» **Prompt**
Add 84 to every box coordinate in the answers and write out all of the lines below again, including the lines of text that come before the answers. Omit the pictures.

» **Stored records**
>> START

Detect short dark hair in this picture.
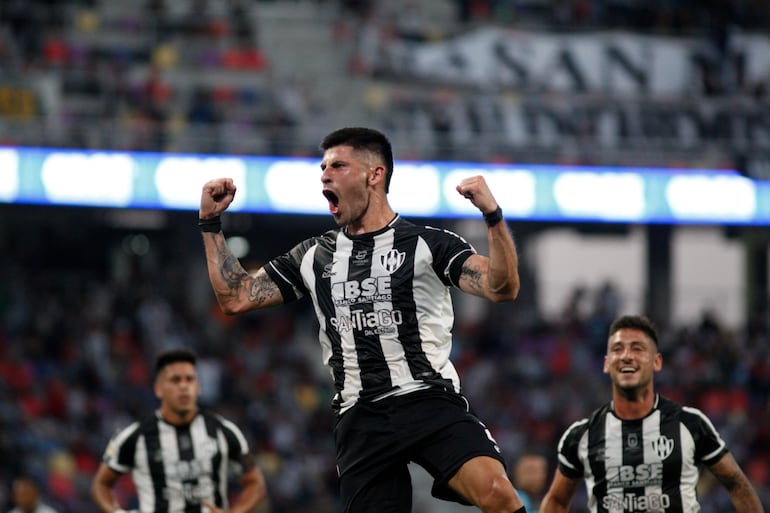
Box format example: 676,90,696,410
320,127,393,193
609,315,658,347
155,347,197,377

>> END

» **Reply to the exercise**
Detect short dark hair in this picture.
Box format example: 676,90,696,410
404,211,477,277
693,399,742,431
239,431,281,461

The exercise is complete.